Top of Material provided

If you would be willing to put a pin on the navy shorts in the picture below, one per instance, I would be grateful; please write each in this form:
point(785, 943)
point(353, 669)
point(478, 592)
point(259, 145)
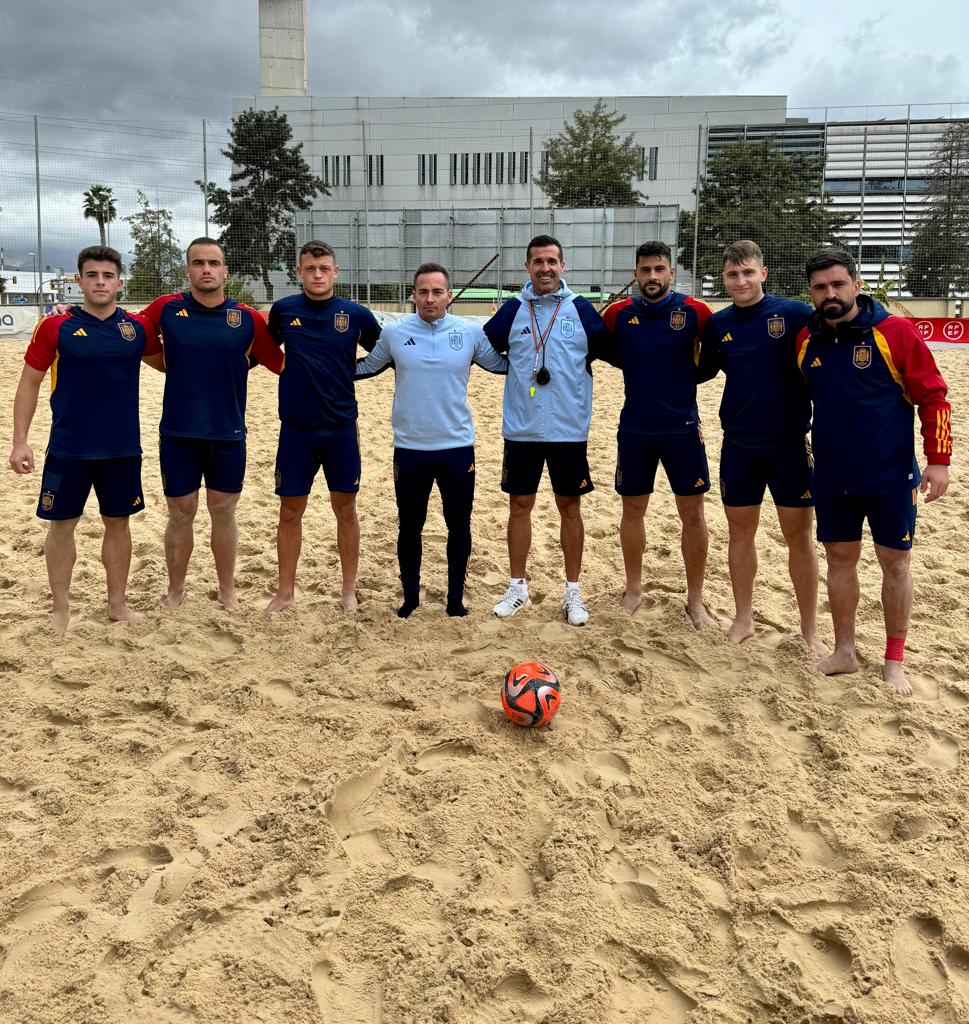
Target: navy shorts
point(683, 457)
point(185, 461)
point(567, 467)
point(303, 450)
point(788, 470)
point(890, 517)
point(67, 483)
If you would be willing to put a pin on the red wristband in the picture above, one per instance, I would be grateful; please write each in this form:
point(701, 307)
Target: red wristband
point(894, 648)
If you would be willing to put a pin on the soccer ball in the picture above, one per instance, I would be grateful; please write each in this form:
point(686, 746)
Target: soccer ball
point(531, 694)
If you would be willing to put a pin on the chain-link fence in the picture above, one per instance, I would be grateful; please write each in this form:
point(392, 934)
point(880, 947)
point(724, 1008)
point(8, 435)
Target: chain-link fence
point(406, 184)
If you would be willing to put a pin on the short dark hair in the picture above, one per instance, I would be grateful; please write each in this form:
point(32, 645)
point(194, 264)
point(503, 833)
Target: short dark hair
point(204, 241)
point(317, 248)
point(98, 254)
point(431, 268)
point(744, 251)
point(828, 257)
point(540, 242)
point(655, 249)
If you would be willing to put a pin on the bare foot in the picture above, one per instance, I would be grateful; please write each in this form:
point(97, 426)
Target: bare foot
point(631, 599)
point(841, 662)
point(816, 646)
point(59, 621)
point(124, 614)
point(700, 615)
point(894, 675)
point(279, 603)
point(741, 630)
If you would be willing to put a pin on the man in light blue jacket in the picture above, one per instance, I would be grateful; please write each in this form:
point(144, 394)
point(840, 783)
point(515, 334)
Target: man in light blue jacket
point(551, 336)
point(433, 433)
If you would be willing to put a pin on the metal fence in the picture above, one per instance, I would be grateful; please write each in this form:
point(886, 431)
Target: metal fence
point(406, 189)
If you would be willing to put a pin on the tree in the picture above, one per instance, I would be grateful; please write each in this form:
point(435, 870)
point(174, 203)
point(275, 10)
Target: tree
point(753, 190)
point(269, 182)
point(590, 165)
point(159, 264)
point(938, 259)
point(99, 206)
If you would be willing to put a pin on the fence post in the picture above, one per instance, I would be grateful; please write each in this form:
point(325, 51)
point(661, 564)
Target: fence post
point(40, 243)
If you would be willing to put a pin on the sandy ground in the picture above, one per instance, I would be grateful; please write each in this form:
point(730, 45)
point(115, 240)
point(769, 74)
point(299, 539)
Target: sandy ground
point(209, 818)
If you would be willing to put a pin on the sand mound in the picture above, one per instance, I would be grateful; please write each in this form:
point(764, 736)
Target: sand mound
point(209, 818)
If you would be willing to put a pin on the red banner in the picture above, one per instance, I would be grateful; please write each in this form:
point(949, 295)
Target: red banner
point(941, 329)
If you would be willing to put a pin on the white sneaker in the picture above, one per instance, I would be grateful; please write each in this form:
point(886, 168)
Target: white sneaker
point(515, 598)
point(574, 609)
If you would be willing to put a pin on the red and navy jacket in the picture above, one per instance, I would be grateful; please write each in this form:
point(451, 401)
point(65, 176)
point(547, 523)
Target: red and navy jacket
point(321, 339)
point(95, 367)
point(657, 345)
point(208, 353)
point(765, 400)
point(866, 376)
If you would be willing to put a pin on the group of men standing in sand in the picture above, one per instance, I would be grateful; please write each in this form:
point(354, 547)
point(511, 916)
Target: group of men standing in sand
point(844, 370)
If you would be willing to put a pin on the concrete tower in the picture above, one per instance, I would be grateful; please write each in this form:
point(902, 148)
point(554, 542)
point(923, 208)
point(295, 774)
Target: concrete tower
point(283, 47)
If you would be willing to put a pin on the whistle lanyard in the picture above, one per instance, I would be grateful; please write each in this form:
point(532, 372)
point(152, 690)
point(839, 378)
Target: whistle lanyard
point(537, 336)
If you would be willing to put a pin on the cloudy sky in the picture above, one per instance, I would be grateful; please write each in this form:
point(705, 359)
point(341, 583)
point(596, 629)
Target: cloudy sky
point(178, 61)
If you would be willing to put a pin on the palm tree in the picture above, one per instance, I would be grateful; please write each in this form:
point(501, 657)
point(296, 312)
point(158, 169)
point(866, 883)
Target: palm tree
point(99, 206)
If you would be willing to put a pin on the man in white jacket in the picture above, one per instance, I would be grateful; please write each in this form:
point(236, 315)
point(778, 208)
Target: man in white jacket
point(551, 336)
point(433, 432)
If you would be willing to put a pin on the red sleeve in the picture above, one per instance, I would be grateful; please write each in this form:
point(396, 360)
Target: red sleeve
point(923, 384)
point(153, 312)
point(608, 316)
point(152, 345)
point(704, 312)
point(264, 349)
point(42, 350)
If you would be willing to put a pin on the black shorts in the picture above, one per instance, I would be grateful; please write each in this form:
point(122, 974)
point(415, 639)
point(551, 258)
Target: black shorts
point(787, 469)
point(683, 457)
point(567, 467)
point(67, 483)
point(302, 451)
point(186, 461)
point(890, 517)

Bottom of Material provided
Top of Material provided

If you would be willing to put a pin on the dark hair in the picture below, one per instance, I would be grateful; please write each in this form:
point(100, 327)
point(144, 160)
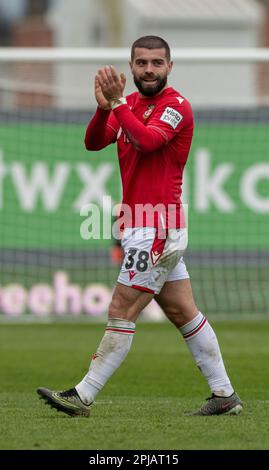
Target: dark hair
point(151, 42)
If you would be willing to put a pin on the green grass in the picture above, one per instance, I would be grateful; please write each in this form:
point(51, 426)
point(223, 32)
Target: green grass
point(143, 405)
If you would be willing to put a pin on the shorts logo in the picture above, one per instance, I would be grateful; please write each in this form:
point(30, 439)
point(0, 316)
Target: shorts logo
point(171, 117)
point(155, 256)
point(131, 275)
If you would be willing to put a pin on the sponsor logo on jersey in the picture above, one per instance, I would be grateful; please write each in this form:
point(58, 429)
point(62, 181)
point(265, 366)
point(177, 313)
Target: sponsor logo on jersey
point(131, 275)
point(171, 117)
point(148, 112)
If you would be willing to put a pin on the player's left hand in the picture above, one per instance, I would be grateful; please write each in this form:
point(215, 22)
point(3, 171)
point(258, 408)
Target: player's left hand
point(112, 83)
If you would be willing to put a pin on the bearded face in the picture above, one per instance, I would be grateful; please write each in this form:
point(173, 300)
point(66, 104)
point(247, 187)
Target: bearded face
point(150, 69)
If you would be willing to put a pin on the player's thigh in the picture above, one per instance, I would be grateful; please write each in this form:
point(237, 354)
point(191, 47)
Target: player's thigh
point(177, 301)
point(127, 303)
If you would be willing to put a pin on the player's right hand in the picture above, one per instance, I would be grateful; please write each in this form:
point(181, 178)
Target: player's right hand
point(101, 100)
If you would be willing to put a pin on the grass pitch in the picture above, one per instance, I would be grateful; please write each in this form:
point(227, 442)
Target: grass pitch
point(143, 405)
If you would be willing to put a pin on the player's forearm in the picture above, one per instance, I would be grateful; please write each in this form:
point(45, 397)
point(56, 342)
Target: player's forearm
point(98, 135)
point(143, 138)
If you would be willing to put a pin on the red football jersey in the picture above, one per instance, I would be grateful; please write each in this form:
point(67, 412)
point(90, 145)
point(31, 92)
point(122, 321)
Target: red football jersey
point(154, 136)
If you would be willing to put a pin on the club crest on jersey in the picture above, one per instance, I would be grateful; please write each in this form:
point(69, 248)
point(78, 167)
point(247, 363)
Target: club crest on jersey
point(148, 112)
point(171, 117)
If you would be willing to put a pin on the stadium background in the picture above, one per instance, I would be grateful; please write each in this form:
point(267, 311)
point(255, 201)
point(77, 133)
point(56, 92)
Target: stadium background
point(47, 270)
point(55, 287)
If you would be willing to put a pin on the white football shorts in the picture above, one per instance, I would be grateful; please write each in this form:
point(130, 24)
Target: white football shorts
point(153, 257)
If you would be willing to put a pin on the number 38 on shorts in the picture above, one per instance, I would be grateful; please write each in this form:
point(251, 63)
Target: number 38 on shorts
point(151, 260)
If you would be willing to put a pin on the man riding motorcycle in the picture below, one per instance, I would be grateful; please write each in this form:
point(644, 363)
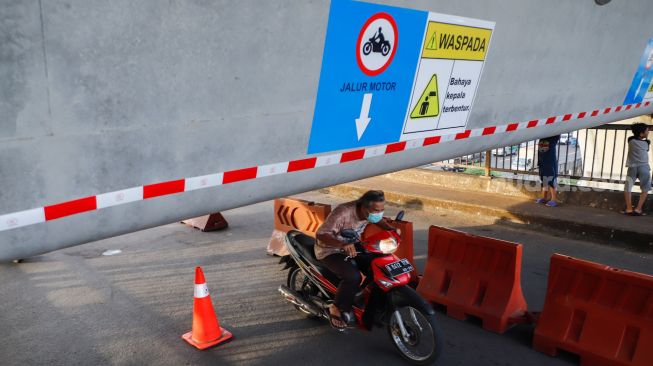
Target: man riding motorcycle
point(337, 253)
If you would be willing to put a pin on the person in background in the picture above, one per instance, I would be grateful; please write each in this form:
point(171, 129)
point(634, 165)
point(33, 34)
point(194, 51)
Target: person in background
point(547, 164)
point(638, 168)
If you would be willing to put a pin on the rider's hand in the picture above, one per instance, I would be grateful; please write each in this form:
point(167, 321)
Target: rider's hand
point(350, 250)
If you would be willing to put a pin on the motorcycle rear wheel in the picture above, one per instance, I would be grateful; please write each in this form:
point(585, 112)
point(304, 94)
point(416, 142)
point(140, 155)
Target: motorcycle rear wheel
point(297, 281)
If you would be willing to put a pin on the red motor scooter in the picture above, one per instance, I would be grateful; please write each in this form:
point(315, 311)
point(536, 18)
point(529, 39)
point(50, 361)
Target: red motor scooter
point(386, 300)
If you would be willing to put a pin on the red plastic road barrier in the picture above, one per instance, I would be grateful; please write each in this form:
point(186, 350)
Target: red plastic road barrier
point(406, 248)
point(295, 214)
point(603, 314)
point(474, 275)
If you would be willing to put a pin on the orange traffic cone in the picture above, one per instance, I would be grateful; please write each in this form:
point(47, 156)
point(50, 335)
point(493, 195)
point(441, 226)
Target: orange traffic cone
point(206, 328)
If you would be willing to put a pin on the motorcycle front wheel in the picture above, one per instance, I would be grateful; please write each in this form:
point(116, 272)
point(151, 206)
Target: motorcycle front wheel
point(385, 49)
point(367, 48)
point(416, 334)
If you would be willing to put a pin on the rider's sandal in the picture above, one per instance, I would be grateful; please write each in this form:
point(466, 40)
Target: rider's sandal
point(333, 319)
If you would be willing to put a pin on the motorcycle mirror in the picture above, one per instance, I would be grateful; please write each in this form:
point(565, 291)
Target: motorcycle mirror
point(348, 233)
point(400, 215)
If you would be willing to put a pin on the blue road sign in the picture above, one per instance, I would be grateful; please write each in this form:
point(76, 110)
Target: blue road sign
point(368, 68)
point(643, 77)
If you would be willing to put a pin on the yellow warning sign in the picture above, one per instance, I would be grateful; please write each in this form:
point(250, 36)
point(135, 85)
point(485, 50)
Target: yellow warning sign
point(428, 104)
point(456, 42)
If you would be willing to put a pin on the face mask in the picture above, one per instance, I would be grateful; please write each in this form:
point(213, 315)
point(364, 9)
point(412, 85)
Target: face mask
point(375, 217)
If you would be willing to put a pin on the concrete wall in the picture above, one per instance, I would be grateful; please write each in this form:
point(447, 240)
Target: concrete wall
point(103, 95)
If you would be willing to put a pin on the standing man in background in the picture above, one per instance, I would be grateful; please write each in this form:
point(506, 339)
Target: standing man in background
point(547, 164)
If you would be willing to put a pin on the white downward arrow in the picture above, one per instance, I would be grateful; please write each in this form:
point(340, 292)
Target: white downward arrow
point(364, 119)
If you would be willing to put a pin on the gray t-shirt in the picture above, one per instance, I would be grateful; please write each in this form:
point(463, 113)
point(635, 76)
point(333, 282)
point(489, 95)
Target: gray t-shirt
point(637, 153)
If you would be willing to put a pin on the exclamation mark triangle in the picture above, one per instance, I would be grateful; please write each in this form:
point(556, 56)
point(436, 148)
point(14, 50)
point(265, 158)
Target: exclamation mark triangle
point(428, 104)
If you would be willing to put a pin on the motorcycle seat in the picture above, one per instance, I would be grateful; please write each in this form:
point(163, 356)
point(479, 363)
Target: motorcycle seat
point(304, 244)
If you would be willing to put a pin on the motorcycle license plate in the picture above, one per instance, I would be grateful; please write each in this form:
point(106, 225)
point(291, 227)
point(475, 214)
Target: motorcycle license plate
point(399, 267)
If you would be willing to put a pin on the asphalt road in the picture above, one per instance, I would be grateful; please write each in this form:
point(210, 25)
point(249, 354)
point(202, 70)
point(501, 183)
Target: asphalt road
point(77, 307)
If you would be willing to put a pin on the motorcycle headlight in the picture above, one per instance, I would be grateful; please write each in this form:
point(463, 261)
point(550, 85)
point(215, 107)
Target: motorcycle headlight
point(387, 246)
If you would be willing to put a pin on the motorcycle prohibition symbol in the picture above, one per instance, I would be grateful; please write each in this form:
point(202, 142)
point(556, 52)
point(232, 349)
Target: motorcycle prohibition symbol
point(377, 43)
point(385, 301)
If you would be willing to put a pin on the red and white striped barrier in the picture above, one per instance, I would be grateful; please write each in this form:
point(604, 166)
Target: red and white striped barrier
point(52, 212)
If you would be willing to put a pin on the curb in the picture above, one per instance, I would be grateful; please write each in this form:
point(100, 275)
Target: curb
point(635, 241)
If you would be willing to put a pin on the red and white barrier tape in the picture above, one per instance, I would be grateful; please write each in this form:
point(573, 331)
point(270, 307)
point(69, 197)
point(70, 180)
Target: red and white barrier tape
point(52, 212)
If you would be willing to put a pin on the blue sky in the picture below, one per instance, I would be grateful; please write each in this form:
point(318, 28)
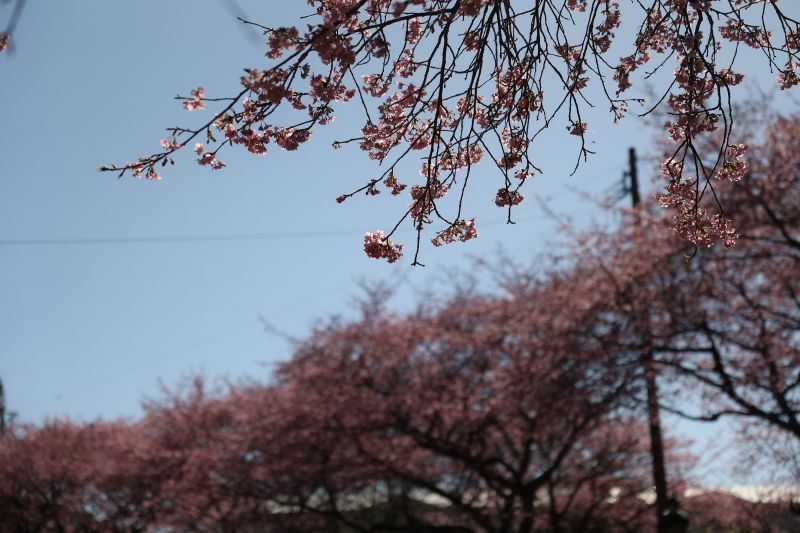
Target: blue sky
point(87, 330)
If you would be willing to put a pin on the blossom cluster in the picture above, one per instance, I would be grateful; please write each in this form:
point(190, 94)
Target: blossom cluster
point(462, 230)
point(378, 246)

Bottom of Material provided

§ Brief
Where the data above reaches the line holding "on the navy", begin printing, and stop after the line holding "point(259, 145)". Each line must be reproduced exactly, with nothing else added.

§ Answer space
If you would be willing to put a pin on the navy shorts in the picture below, one per instance, I would be grateful; please write each in this form:
point(785, 943)
point(353, 669)
point(478, 592)
point(259, 145)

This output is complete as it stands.